** RECORDED DATA **
*** Begin section ***

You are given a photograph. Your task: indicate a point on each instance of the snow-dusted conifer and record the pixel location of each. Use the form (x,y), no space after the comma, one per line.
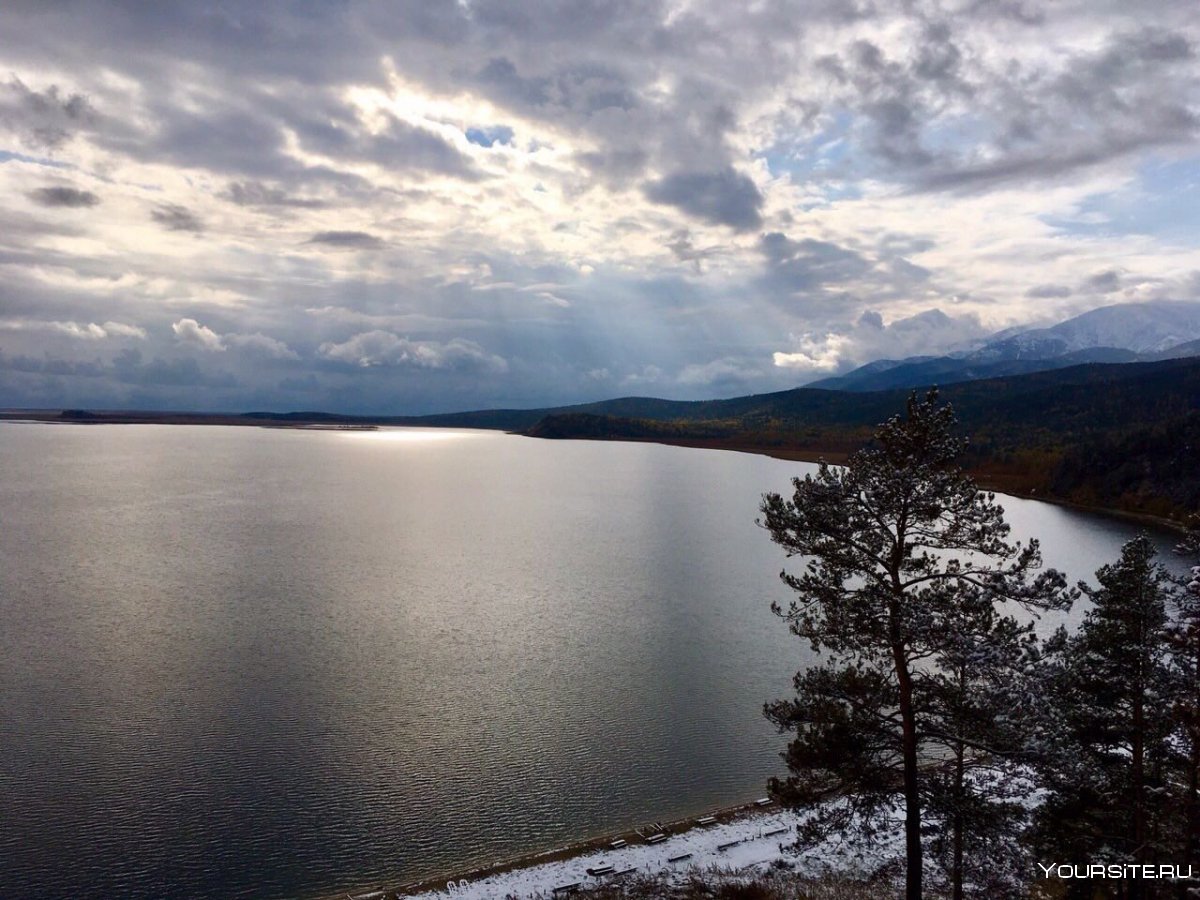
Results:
(1111,701)
(904,559)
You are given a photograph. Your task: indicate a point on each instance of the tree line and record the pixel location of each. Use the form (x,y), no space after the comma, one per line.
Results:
(936,708)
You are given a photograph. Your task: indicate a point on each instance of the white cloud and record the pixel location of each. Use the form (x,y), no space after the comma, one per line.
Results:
(930,333)
(384,348)
(262,343)
(87,331)
(190,331)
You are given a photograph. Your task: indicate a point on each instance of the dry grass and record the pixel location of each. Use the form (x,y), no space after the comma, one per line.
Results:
(719,885)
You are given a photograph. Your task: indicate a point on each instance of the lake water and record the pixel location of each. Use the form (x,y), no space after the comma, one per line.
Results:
(258,663)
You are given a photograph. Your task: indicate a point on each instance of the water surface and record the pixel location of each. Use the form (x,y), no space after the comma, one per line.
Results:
(276,663)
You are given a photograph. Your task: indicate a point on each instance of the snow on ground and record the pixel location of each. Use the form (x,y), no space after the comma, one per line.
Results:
(753,850)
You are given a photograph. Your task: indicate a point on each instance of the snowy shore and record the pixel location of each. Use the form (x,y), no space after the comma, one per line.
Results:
(755,839)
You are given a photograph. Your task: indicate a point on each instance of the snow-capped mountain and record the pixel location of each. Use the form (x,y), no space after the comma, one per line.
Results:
(1143,328)
(1126,333)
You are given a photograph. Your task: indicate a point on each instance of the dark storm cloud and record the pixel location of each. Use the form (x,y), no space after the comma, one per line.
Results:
(177,217)
(723,197)
(462,135)
(797,265)
(48,118)
(347,240)
(1025,123)
(61,196)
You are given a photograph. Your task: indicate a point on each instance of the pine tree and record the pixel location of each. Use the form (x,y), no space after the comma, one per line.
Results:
(1183,643)
(905,556)
(978,718)
(1111,694)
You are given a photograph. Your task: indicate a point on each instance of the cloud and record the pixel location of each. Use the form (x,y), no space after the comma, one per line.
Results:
(177,217)
(256,193)
(88,331)
(61,196)
(491,136)
(1105,282)
(1048,291)
(49,118)
(190,331)
(723,197)
(263,345)
(384,348)
(869,339)
(666,192)
(347,240)
(809,263)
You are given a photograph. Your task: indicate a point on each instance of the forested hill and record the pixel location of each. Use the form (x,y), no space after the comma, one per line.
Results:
(1115,436)
(1119,436)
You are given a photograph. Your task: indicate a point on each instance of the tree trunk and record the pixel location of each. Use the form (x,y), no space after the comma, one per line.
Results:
(1191,849)
(1139,789)
(913,861)
(957,874)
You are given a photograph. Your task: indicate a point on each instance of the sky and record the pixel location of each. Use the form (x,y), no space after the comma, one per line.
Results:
(409,205)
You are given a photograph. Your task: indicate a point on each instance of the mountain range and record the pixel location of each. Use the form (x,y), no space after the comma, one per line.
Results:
(1125,333)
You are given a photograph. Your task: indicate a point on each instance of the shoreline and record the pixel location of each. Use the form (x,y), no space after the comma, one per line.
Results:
(838,457)
(996,483)
(573,852)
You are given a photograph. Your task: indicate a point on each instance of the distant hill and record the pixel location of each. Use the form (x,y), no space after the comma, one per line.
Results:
(1126,333)
(1115,436)
(1105,435)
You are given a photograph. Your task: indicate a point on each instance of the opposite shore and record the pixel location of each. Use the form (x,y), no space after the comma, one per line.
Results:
(743,826)
(990,477)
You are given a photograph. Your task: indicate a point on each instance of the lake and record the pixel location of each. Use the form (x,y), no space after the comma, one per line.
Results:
(250,663)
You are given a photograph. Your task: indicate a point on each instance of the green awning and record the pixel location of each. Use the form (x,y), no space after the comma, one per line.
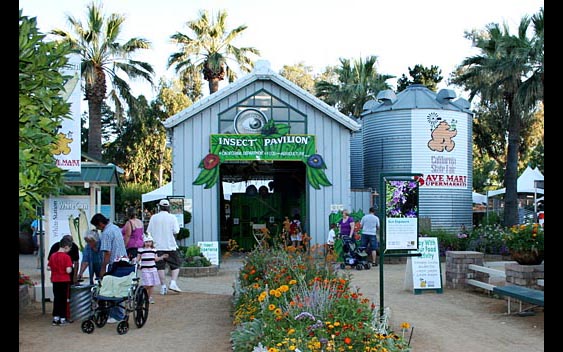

*** End section ***

** PROBLEM TO SOLVE **
Whenever a line of the data holds the string "hill", pick that line out.

** EXPECTED OUTPUT **
You are given a photograph. Your task: indicate a point on each instance of the forested hill and record the pixel location of each. Use the form (x,y), no space after the comma, one per line.
You are given a photograph. Your task: indicate a point on each instance of the distant hill and record the pixel location of each. Use the form (x,y), no space after the comma, one per line.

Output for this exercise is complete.